Copy each of the rows below word for word, changing nothing.
::::
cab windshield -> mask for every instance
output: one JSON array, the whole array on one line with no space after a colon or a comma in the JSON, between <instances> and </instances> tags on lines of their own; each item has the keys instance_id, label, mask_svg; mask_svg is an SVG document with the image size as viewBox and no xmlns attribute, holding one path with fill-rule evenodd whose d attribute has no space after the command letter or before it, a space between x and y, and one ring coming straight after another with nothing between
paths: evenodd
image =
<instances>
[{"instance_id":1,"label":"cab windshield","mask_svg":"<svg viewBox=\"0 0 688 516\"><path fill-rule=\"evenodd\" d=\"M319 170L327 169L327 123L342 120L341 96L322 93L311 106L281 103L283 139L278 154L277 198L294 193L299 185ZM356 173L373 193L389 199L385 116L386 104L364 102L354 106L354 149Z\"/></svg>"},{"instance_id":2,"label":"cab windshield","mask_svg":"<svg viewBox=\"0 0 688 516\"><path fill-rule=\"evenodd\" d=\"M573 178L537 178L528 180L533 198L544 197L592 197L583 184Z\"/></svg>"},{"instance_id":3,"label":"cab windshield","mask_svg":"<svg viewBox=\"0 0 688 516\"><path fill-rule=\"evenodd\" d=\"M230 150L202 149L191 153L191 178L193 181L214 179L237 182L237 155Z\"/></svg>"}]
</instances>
::::
Result below —
cab windshield -> mask for every instance
output: one JSON array, the whole array on one line with no space after a colon or a comma in the JSON, between <instances> and </instances> tags on lines of their own; each item has the keys instance_id, label, mask_svg; mask_svg is an SVG document with the image size as viewBox and no xmlns attribute, holding one path with fill-rule evenodd whose d attribute has no space after the command letter or before it, a space between x and y, and one ring coming straight after another with nothing between
paths: evenodd
image =
<instances>
[{"instance_id":1,"label":"cab windshield","mask_svg":"<svg viewBox=\"0 0 688 516\"><path fill-rule=\"evenodd\" d=\"M319 170L327 169L327 123L342 120L341 96L322 93L311 106L281 103L283 139L278 154L277 198L294 193L299 185ZM356 173L373 193L389 199L385 116L386 104L364 102L354 106L354 149Z\"/></svg>"},{"instance_id":2,"label":"cab windshield","mask_svg":"<svg viewBox=\"0 0 688 516\"><path fill-rule=\"evenodd\" d=\"M573 178L537 178L528 180L533 198L544 197L592 197L583 184Z\"/></svg>"},{"instance_id":3,"label":"cab windshield","mask_svg":"<svg viewBox=\"0 0 688 516\"><path fill-rule=\"evenodd\" d=\"M230 150L202 149L191 153L191 178L193 181L214 179L237 182L237 155Z\"/></svg>"}]
</instances>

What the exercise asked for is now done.